— begin Exercise input —
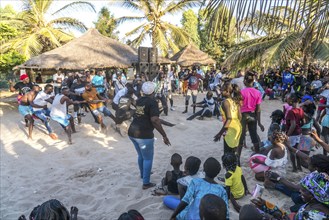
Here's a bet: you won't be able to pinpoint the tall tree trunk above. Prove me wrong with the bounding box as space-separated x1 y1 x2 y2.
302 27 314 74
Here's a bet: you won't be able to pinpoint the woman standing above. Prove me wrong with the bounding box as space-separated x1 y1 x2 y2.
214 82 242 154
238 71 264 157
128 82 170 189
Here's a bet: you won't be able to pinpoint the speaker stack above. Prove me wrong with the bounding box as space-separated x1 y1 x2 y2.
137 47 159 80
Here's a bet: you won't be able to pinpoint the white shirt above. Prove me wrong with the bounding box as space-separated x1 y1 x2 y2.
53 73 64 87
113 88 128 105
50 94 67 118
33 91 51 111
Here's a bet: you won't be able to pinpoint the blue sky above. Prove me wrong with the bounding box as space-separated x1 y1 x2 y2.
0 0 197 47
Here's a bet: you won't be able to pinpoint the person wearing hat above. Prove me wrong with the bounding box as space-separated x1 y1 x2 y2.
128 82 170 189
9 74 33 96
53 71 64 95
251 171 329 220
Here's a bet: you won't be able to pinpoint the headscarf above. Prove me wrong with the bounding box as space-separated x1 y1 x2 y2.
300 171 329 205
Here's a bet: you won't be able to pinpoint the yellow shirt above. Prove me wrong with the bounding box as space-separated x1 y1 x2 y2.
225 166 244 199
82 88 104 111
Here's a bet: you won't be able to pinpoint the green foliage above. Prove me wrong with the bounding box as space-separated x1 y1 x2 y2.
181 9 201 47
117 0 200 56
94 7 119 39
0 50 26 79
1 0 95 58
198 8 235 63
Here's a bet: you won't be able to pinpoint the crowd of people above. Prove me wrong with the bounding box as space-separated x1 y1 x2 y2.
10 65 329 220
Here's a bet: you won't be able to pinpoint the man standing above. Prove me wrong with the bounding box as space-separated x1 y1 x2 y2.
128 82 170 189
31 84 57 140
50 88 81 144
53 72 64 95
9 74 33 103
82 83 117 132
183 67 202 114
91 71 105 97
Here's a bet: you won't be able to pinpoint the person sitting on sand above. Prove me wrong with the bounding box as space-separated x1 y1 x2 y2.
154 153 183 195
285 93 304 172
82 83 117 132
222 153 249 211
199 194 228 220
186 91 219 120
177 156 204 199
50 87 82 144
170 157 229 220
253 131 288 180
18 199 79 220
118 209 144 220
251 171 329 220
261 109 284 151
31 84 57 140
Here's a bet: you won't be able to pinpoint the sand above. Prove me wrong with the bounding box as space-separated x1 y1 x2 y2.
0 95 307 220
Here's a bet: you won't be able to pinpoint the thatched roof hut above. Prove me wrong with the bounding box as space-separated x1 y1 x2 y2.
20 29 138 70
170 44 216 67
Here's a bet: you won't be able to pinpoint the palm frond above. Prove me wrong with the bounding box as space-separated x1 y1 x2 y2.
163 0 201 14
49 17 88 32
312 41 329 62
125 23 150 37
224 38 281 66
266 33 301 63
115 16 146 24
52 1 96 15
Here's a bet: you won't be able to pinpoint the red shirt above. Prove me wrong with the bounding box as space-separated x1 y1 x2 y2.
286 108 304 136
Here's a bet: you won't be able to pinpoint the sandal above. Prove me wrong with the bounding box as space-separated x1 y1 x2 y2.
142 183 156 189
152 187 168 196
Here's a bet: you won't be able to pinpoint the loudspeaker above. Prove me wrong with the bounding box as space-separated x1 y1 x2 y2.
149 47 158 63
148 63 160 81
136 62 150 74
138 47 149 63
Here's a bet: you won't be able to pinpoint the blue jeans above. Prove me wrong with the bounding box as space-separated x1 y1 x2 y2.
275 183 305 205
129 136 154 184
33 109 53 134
— end Exercise input —
*Task*. Could you arrange every line of the records above into a Markdown table with the columns Row and Line, numbering each row, omitting blank lines, and leaving the pictures out?

*Written solution*.
| Row | Line |
|---|---|
| 1 | Here's a bet: you won't be able to pinpoint the tall tree trunk above. Prove me wrong with the bounding box as space-separated x1 y1 x2 y2. |
| 2 | 302 27 314 74 |
| 3 | Here's a bet: you won't be able to pinpoint the woman standing above. Prove me wrong with the bounding box as space-separated x1 y1 x2 y2. |
| 4 | 214 82 242 154 |
| 5 | 238 71 264 157 |
| 6 | 128 82 170 189 |
| 7 | Here's a bet: you won't be able to pinpoint the speaker stack above. Prove me wrong with the bounding box as space-separated x1 y1 x2 y2. |
| 8 | 137 47 159 80 |
| 9 | Here's a bet: you won't be able to pinpoint the white shirt above. Prove me wrong with the bounding box as space-separated x1 y1 x2 y2. |
| 10 | 53 73 64 87 |
| 11 | 113 88 128 105 |
| 12 | 50 94 67 118 |
| 13 | 33 91 51 111 |
| 14 | Here's a bet: you won't be able to pinpoint the blue sky above. Prove me wrong with the bounding box as space-separated x1 y1 x2 y2. |
| 15 | 0 0 197 47 |
| 16 | Here's a bet: you won't be able to pinpoint the person wearing hat above. Prove me wrong with the bounding box as space-separated x1 y1 x2 y2. |
| 17 | 128 82 170 189 |
| 18 | 9 74 33 96 |
| 19 | 53 71 64 95 |
| 20 | 251 171 329 220 |
| 21 | Here's a bet: you won't be able to pinpoint the headscarf above. Prove me wrong with the bounding box as space-separated x1 y1 x2 y2. |
| 22 | 300 171 329 205 |
| 23 | Here's a bet: you won't be able to pinpoint the yellow shirt above. Prove me wrong with the bounding box as space-separated x1 y1 x2 y2. |
| 24 | 225 166 244 199 |
| 25 | 82 88 104 111 |
| 26 | Here's a bet: you won't be able to pinpoint the green foliage above. Prove me wrong with the bounding box as space-separated x1 y1 x2 y2. |
| 27 | 181 9 201 47 |
| 28 | 117 0 200 56 |
| 29 | 94 7 119 39 |
| 30 | 0 50 26 79 |
| 31 | 1 0 95 58 |
| 32 | 198 8 235 63 |
| 33 | Here's a bet: you won't be able to pinpoint the crowd of people above. Prove me wrong with the bounding box as space-separated x1 y1 x2 y2. |
| 34 | 10 65 329 220 |
| 35 | Here's a bet: you won't be able to pinpoint the man standing above. Prove me wrong with the bounding box as space-separated x1 y1 x2 y2. |
| 36 | 128 82 170 189 |
| 37 | 31 84 57 140 |
| 38 | 50 88 81 144 |
| 39 | 53 72 64 95 |
| 40 | 9 74 33 103 |
| 41 | 82 83 117 132 |
| 42 | 183 67 202 114 |
| 43 | 91 71 105 97 |
| 44 | Here's a bet: you won't be able to pinpoint the person sitting on sand above. Prove me wrong with the bounding box as space-separated x1 y1 x2 y2. |
| 45 | 154 153 183 195 |
| 46 | 285 93 304 172 |
| 47 | 82 83 117 132 |
| 48 | 222 153 249 211 |
| 49 | 199 194 228 220 |
| 50 | 186 91 219 120 |
| 51 | 177 156 204 199 |
| 52 | 50 87 82 144 |
| 53 | 170 157 229 220 |
| 54 | 253 131 288 180 |
| 55 | 18 199 79 220 |
| 56 | 118 209 144 220 |
| 57 | 251 171 329 220 |
| 58 | 261 109 284 151 |
| 59 | 31 84 57 140 |
| 60 | Here's a bet: you won't be able to pinpoint the sand above. Prove me wrong with the bounding box as space-separated x1 y1 x2 y2. |
| 61 | 0 95 307 220 |
| 62 | Here's a bet: you won't be able to pinpoint the thatched roof hut above. Prove me wrong with the bounding box as space-separated x1 y1 x2 y2. |
| 63 | 20 29 138 70 |
| 64 | 170 44 216 67 |
| 65 | Here's a bet: you won't be able to pinpoint the palm frond above. Prove me wrong with the bounding box as space-separated x1 y1 x2 y2. |
| 66 | 163 0 201 14 |
| 67 | 49 17 88 32 |
| 68 | 312 41 329 62 |
| 69 | 125 23 150 37 |
| 70 | 224 38 281 66 |
| 71 | 266 33 301 63 |
| 72 | 115 16 146 24 |
| 73 | 52 1 96 15 |
| 74 | Here's a bet: you won't be able to pinpoint the red shirt above. Prove me wrong with the bounding box as space-separated x1 y1 x2 y2. |
| 75 | 286 108 304 136 |
| 76 | Here's a bet: you won't be able to pinpoint the sandal above. Prove me wrong with the bounding box as space-separated x1 y1 x2 y2. |
| 77 | 142 183 156 189 |
| 78 | 152 187 168 196 |
| 79 | Here's a bet: you won't be able to pinpoint the loudspeaker above. Prove me wrong with the bounding box as space-separated x1 y1 x2 y2. |
| 80 | 149 47 158 63 |
| 81 | 148 63 160 81 |
| 82 | 136 62 150 74 |
| 83 | 138 47 149 63 |
| 84 | Here's a bet: you won't be able to pinpoint the blue jeans above. Prove me wrong with the bounding box as space-separated x1 y1 x2 y2. |
| 85 | 275 183 305 205 |
| 86 | 129 136 154 184 |
| 87 | 33 109 53 134 |